# Selected text
* START *
Finding out an element of degree $p$ in

Question

Note that it is related but NOT duplicated from: Finding out the element of degree $p$ in $\Bbb Q(\zeta_{p^3})$

For any integer $n$, define $ζ_{3^n} = e^{\frac{2πi}{3^n}}$.

Then for the field $\Bbb Q(\zeta_{3^n})$? May I please ask how to find an element of degree $p$ over $\Bbb Q$? I am simply ask for an explicit example here, better with a general formula involves $n$. That is,a just "Claim and justify" answer.

I know that this question may be quite related to Galois theory. But I am asking for a solution that without using Galois theory, at least not to use it explicitly because I have not learnt it. However, I think the idea of Galois theory may help. Could someone please tell me how to deal with that? Thanks.

Answer 1

Well, dropping that element out of nowhere is easy enough, although as already mentioned in the last question, giving reason how to find it is difficult without Galois theory:

As MooS already mentioned, it suffices to solve the problem for $\zeta_9$. Here, $\zeta_9 + \zeta_9^{-1}$ will do the job.

For general $n$, we can then just take $$\zeta_9 := \zeta_{3^n}^{3^{n-2}}$$ and then the same argument holds. That might also work for $p \neq 3$, but proofs or generalizations mostly depend on results from Galois theory.
* END *
# Material supplied
* START *
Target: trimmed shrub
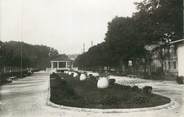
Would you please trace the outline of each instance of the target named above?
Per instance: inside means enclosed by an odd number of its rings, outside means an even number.
[[[52,74],[50,74],[50,78],[58,78],[59,77],[59,75],[58,74],[56,74],[56,73],[52,73]]]
[[[116,81],[115,79],[109,79],[109,84],[114,85],[115,81]]]
[[[143,87],[143,93],[146,94],[146,95],[152,94],[152,87],[151,86]]]
[[[133,86],[133,87],[132,87],[132,91],[138,92],[139,90],[140,90],[140,89],[139,89],[138,86]]]
[[[135,104],[145,104],[149,101],[148,97],[143,96],[143,95],[135,95],[133,97],[133,102]]]
[[[176,78],[176,82],[177,82],[178,84],[183,84],[183,83],[184,83],[183,80],[184,80],[184,76],[178,76],[178,77]]]
[[[101,101],[103,105],[118,105],[119,104],[118,97],[115,96],[105,96],[104,99]]]

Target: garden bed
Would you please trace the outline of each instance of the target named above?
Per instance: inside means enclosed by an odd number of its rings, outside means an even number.
[[[167,97],[145,94],[136,86],[112,84],[98,89],[96,84],[96,78],[80,81],[64,73],[52,75],[50,100],[64,106],[97,109],[154,107],[170,102]]]

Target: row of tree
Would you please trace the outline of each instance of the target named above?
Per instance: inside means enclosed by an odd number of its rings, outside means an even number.
[[[50,59],[58,56],[58,51],[44,45],[24,42],[0,42],[0,68],[45,68]]]
[[[137,12],[132,17],[115,17],[109,22],[105,41],[78,56],[75,65],[120,67],[128,65],[128,60],[141,62],[147,56],[145,45],[182,38],[182,4],[183,0],[135,3]]]

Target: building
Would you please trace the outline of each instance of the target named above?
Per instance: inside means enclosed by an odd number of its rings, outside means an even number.
[[[184,76],[184,39],[159,45],[151,55],[151,70],[163,70],[165,74]]]
[[[184,76],[184,39],[173,41],[170,45],[176,48],[176,68],[178,76]]]
[[[63,72],[73,67],[73,61],[63,55],[59,55],[55,59],[52,59],[50,63],[52,72]]]

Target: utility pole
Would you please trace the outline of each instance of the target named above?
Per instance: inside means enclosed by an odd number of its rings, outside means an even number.
[[[83,53],[85,52],[85,43],[83,43]]]
[[[182,2],[183,2],[183,6],[182,6],[182,15],[183,15],[183,17],[182,17],[182,38],[184,39],[184,0],[182,0]]]
[[[91,47],[93,47],[93,41],[91,41]]]

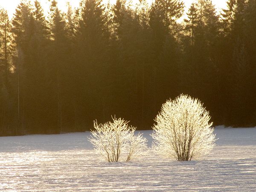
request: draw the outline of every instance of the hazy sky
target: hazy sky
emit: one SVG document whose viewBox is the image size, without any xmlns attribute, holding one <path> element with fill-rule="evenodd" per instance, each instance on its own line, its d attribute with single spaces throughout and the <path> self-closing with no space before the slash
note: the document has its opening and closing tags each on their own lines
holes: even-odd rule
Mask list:
<svg viewBox="0 0 256 192">
<path fill-rule="evenodd" d="M 42 4 L 44 9 L 47 11 L 49 3 L 49 0 L 39 0 Z M 67 2 L 70 2 L 73 7 L 78 7 L 79 3 L 81 0 L 57 0 L 59 8 L 64 11 L 66 10 L 66 3 Z M 110 0 L 111 2 L 114 3 L 116 0 Z M 148 0 L 149 2 L 151 2 L 151 0 Z M 194 0 L 184 0 L 186 6 L 185 12 L 186 12 L 189 6 Z M 212 0 L 214 4 L 216 5 L 218 10 L 226 7 L 226 0 Z M 33 0 L 31 1 L 33 1 Z M 20 2 L 20 0 L 0 0 L 0 6 L 4 8 L 8 11 L 8 13 L 11 17 L 15 12 L 15 9 Z"/>
</svg>

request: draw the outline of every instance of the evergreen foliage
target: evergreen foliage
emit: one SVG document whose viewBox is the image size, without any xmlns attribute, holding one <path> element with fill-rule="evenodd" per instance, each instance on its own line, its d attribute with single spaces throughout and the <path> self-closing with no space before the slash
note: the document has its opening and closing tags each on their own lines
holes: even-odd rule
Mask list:
<svg viewBox="0 0 256 192">
<path fill-rule="evenodd" d="M 216 125 L 256 125 L 256 3 L 216 12 L 196 0 L 50 0 L 0 10 L 0 135 L 89 130 L 116 114 L 150 128 L 164 101 L 186 93 Z"/>
</svg>

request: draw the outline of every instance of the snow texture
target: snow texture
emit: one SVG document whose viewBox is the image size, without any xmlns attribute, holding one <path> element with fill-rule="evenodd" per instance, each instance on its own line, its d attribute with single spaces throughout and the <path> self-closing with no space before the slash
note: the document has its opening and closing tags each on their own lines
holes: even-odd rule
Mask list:
<svg viewBox="0 0 256 192">
<path fill-rule="evenodd" d="M 150 147 L 152 131 L 143 136 Z M 108 163 L 90 133 L 0 137 L 0 191 L 255 191 L 256 128 L 216 128 L 207 160 L 177 162 L 152 152 Z"/>
</svg>

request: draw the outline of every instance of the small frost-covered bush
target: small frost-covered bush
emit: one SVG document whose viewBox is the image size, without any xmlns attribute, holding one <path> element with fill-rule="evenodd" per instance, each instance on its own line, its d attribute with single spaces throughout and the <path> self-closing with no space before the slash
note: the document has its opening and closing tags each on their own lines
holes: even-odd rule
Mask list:
<svg viewBox="0 0 256 192">
<path fill-rule="evenodd" d="M 125 160 L 130 161 L 143 154 L 147 148 L 147 140 L 141 134 L 134 134 L 135 128 L 128 126 L 128 122 L 115 117 L 113 122 L 98 125 L 91 131 L 89 141 L 97 153 L 109 162 Z"/>
<path fill-rule="evenodd" d="M 196 99 L 182 94 L 174 100 L 167 100 L 155 119 L 152 149 L 177 161 L 203 157 L 215 145 L 210 118 Z"/>
</svg>

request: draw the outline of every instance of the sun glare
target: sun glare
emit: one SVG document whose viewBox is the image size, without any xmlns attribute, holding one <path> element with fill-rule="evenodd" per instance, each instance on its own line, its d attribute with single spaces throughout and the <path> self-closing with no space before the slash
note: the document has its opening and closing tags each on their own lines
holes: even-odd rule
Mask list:
<svg viewBox="0 0 256 192">
<path fill-rule="evenodd" d="M 148 3 L 151 3 L 152 0 L 148 0 Z M 34 0 L 31 0 L 33 2 Z M 45 11 L 46 15 L 47 15 L 48 11 L 48 8 L 49 6 L 49 0 L 39 0 L 41 2 L 42 7 Z M 110 0 L 110 3 L 112 4 L 115 3 L 116 0 Z M 187 12 L 191 4 L 195 0 L 184 0 L 185 3 L 185 13 Z M 217 11 L 219 11 L 221 9 L 225 8 L 226 6 L 226 0 L 212 0 L 212 3 L 215 5 Z M 66 12 L 67 9 L 67 3 L 69 2 L 73 8 L 77 7 L 81 0 L 57 0 L 59 8 L 63 11 Z M 103 1 L 107 2 L 108 0 L 103 0 Z M 19 4 L 20 0 L 0 0 L 0 7 L 6 9 L 10 18 L 12 17 L 13 14 L 15 13 L 15 10 Z"/>
</svg>

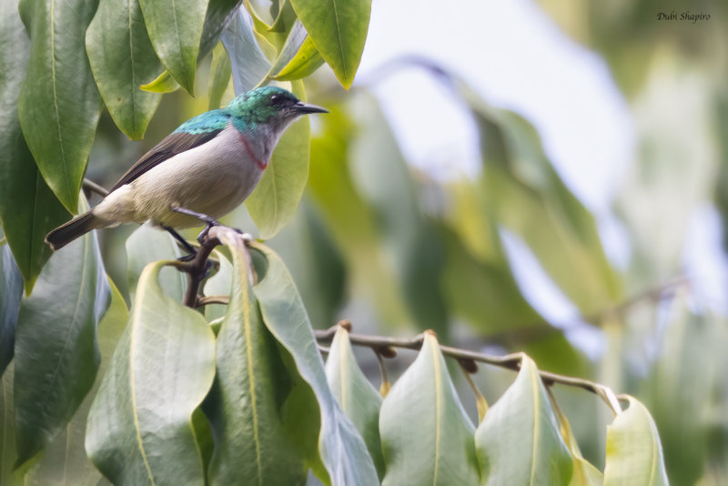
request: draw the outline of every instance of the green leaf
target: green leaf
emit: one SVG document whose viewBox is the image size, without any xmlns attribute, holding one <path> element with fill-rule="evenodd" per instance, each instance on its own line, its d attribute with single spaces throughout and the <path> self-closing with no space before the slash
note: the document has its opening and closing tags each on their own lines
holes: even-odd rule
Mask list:
<svg viewBox="0 0 728 486">
<path fill-rule="evenodd" d="M 283 77 L 286 80 L 300 79 L 316 71 L 323 62 L 323 57 L 316 49 L 303 24 L 297 19 L 276 61 L 270 66 L 268 77 L 283 80 L 281 73 L 285 71 Z"/>
<path fill-rule="evenodd" d="M 350 150 L 354 184 L 376 211 L 412 319 L 420 329 L 445 336 L 442 243 L 420 208 L 418 187 L 377 100 L 359 96 L 353 107 L 360 127 Z"/>
<path fill-rule="evenodd" d="M 18 464 L 62 430 L 94 384 L 96 324 L 110 298 L 95 232 L 56 252 L 25 299 L 15 333 Z"/>
<path fill-rule="evenodd" d="M 124 298 L 116 287 L 111 285 L 111 304 L 98 323 L 98 348 L 101 365 L 98 367 L 94 388 L 84 399 L 68 425 L 46 447 L 40 459 L 25 474 L 25 486 L 56 484 L 61 471 L 66 484 L 74 486 L 98 486 L 110 484 L 86 457 L 84 449 L 86 418 L 91 402 L 96 397 L 101 380 L 108 369 L 111 356 L 126 327 L 128 310 Z"/>
<path fill-rule="evenodd" d="M 306 99 L 303 82 L 293 81 L 291 90 L 298 99 Z M 310 137 L 308 116 L 294 122 L 280 137 L 268 168 L 245 201 L 262 239 L 273 238 L 296 213 L 308 179 Z"/>
<path fill-rule="evenodd" d="M 131 317 L 98 390 L 86 449 L 116 485 L 205 483 L 192 413 L 215 376 L 215 336 L 202 316 L 142 272 Z"/>
<path fill-rule="evenodd" d="M 230 56 L 222 43 L 212 50 L 212 65 L 210 66 L 210 81 L 207 86 L 207 108 L 214 110 L 220 107 L 220 101 L 228 85 L 230 83 Z"/>
<path fill-rule="evenodd" d="M 30 40 L 17 1 L 2 0 L 0 12 L 0 222 L 29 294 L 51 256 L 46 234 L 70 215 L 43 180 L 20 129 L 16 103 Z"/>
<path fill-rule="evenodd" d="M 245 248 L 227 238 L 234 271 L 228 313 L 217 333 L 217 375 L 203 408 L 217 438 L 210 484 L 299 484 L 307 468 L 279 410 L 286 375 L 248 283 Z"/>
<path fill-rule="evenodd" d="M 154 50 L 172 77 L 194 96 L 207 0 L 139 0 Z"/>
<path fill-rule="evenodd" d="M 316 48 L 311 37 L 307 35 L 296 55 L 270 78 L 276 81 L 303 79 L 312 75 L 322 64 L 324 64 L 324 58 L 321 57 L 321 54 Z"/>
<path fill-rule="evenodd" d="M 21 0 L 31 38 L 30 62 L 18 99 L 23 135 L 53 192 L 71 212 L 91 152 L 101 97 L 84 54 L 94 0 Z"/>
<path fill-rule="evenodd" d="M 381 405 L 382 485 L 477 484 L 473 431 L 438 339 L 427 332 L 417 359 Z"/>
<path fill-rule="evenodd" d="M 23 276 L 10 247 L 0 245 L 0 376 L 13 359 L 15 325 L 23 298 Z"/>
<path fill-rule="evenodd" d="M 568 484 L 571 456 L 536 365 L 523 356 L 516 380 L 475 432 L 481 484 Z"/>
<path fill-rule="evenodd" d="M 139 86 L 162 69 L 136 0 L 101 2 L 86 34 L 86 48 L 96 86 L 116 127 L 142 138 L 161 95 Z"/>
<path fill-rule="evenodd" d="M 521 237 L 566 296 L 589 315 L 622 299 L 594 218 L 546 157 L 538 133 L 518 115 L 463 88 L 483 147 L 483 211 Z"/>
<path fill-rule="evenodd" d="M 626 396 L 630 408 L 607 426 L 604 486 L 667 485 L 657 427 L 637 399 Z"/>
<path fill-rule="evenodd" d="M 238 10 L 223 30 L 220 40 L 230 55 L 237 95 L 253 89 L 260 80 L 265 79 L 270 69 L 270 61 L 256 39 L 253 21 L 248 10 Z"/>
<path fill-rule="evenodd" d="M 318 52 L 341 86 L 354 81 L 371 13 L 370 0 L 291 0 Z"/>
<path fill-rule="evenodd" d="M 162 71 L 161 75 L 155 77 L 149 83 L 139 86 L 140 89 L 148 91 L 149 93 L 172 93 L 179 89 L 179 83 L 175 81 L 175 78 L 172 77 L 172 75 L 167 70 Z"/>
<path fill-rule="evenodd" d="M 220 268 L 217 273 L 205 280 L 204 295 L 229 296 L 233 281 L 233 266 L 221 252 L 216 250 L 213 255 L 220 262 Z M 222 304 L 208 304 L 205 306 L 205 317 L 209 321 L 225 317 L 227 311 L 228 306 Z"/>
<path fill-rule="evenodd" d="M 326 379 L 341 410 L 351 419 L 364 438 L 377 467 L 379 479 L 384 475 L 384 458 L 379 440 L 381 395 L 371 386 L 357 364 L 349 332 L 339 328 L 326 359 Z"/>
<path fill-rule="evenodd" d="M 238 12 L 238 6 L 241 3 L 242 0 L 209 0 L 207 11 L 205 13 L 205 25 L 202 27 L 202 35 L 199 40 L 197 61 L 207 56 L 217 45 L 222 29 L 225 28 L 228 22 Z"/>
<path fill-rule="evenodd" d="M 253 288 L 263 321 L 290 353 L 301 378 L 310 386 L 318 401 L 321 417 L 318 451 L 330 478 L 324 483 L 377 484 L 377 471 L 367 446 L 341 410 L 326 381 L 323 360 L 317 350 L 311 324 L 290 274 L 270 248 L 262 245 L 256 248 L 268 261 L 265 277 Z"/>
<path fill-rule="evenodd" d="M 134 298 L 136 282 L 148 263 L 174 260 L 182 256 L 175 238 L 167 231 L 142 225 L 126 238 L 126 275 L 129 294 Z M 165 294 L 177 302 L 182 301 L 187 289 L 185 274 L 167 267 L 162 268 L 159 283 Z"/>
</svg>

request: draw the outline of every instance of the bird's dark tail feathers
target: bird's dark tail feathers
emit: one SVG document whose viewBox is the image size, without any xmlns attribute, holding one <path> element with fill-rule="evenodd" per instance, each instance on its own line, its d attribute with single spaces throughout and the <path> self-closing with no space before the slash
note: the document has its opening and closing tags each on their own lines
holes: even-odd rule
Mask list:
* END *
# What the task requires
In the thread on roots of unity, which element does the answer say will do the job for $\zeta_9$? The material has no connection to the thread on roots of unity.

# Answer
$\zeta_9 + \zeta_9^{-1}$